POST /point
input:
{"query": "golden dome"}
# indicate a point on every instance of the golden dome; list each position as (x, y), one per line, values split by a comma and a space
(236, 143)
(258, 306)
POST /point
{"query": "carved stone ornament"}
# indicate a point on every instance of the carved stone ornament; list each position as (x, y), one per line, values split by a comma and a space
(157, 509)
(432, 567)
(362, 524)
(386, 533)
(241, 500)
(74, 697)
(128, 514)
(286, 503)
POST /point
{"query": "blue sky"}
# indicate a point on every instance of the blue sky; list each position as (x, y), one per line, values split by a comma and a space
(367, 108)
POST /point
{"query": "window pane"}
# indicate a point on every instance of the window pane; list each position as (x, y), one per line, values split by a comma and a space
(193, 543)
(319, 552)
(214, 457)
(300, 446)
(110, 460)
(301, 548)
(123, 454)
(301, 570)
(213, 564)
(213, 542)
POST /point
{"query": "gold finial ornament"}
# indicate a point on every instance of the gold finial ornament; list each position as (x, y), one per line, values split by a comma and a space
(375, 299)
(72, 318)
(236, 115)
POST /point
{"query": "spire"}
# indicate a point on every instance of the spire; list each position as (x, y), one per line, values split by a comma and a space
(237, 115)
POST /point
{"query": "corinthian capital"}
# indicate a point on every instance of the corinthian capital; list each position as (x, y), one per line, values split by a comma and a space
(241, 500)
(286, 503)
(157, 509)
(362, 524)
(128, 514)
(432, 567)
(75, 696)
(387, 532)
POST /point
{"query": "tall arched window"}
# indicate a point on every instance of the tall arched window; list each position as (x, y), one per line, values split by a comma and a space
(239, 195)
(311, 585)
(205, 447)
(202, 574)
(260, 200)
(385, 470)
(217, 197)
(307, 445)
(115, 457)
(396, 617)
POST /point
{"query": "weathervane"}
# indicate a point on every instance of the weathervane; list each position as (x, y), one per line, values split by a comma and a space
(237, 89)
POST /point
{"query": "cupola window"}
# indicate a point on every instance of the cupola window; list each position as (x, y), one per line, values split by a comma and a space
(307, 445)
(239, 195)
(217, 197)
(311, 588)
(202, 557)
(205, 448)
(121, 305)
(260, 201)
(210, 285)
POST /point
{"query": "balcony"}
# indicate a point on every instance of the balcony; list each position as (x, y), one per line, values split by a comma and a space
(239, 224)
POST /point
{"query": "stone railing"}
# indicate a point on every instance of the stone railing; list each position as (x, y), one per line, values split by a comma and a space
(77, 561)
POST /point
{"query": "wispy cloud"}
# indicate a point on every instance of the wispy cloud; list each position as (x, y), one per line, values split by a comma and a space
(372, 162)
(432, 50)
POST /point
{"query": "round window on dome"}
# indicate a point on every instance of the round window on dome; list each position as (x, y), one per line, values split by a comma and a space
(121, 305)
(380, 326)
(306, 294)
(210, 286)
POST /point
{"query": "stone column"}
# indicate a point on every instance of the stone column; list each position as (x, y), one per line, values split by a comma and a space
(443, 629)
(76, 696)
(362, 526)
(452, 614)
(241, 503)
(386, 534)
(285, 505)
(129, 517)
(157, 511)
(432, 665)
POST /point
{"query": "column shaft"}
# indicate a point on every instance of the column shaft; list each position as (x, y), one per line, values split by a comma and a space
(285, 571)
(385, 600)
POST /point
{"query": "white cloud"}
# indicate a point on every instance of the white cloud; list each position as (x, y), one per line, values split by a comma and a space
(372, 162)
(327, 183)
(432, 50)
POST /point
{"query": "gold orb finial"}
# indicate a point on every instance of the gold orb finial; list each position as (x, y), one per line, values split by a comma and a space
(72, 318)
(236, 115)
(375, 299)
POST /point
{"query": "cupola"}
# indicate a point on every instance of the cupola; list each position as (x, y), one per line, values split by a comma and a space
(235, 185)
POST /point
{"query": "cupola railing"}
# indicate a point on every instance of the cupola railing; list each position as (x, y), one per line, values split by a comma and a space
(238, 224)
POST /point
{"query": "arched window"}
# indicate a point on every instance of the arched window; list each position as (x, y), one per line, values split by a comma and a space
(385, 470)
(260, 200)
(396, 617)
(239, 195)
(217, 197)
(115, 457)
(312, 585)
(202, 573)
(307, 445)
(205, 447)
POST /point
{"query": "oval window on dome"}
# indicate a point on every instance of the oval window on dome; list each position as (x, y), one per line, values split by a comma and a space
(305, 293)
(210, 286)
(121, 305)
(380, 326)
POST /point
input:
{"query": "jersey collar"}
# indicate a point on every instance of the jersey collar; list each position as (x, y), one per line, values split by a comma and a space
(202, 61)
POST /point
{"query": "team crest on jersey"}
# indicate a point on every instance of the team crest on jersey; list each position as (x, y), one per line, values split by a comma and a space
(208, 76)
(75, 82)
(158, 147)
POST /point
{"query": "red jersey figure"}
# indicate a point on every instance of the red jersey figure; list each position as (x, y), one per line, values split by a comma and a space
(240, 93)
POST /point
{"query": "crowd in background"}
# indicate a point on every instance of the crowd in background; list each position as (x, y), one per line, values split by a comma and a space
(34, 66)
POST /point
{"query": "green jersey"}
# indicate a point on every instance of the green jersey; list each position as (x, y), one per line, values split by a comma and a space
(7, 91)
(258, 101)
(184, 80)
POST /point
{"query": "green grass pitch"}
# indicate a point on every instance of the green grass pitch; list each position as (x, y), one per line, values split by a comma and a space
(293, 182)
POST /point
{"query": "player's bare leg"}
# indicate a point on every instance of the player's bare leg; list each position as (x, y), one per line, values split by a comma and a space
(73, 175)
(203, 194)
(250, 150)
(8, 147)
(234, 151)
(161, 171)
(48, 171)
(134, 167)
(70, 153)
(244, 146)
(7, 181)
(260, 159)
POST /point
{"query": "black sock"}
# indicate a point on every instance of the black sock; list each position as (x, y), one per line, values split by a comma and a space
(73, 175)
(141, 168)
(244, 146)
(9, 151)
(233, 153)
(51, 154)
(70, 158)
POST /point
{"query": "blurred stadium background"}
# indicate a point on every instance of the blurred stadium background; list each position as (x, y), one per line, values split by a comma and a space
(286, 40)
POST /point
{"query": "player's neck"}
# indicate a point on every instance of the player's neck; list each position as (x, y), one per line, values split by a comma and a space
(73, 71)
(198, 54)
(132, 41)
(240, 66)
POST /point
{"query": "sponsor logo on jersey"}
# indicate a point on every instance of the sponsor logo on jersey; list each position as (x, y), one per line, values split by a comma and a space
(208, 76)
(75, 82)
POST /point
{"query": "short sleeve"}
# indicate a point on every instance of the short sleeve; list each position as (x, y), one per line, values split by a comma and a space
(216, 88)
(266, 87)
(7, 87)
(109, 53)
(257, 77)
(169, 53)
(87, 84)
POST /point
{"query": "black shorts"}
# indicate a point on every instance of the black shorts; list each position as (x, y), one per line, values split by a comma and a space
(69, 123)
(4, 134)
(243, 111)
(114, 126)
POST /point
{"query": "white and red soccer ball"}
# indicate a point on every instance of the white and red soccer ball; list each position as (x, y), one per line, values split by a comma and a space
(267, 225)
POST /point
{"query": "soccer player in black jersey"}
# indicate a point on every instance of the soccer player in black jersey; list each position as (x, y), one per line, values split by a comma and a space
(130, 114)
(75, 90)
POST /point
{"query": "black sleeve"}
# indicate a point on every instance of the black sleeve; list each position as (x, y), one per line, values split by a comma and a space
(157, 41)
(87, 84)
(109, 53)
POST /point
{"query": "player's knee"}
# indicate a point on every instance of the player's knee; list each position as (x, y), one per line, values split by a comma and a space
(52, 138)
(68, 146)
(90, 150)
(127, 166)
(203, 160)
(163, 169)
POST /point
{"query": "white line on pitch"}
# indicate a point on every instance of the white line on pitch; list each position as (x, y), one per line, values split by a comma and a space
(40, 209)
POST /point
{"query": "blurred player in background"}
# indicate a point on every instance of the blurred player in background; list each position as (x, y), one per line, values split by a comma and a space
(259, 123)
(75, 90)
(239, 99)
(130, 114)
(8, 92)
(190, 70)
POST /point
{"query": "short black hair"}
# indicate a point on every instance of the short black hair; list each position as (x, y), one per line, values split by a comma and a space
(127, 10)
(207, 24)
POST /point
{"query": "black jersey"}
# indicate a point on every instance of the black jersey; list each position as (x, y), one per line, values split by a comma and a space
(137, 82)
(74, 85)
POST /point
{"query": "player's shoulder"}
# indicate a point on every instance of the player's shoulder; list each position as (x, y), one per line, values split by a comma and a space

JOB:
Which lines in the data contain the word "grass"? Extract each of them, treating uppercase and lowercase as different.

ANSWER:
{"query": "green grass pitch"}
# indicate a point on every instance of the green grass pitch; list each position as (x, y), one per line, values split by a comma and a space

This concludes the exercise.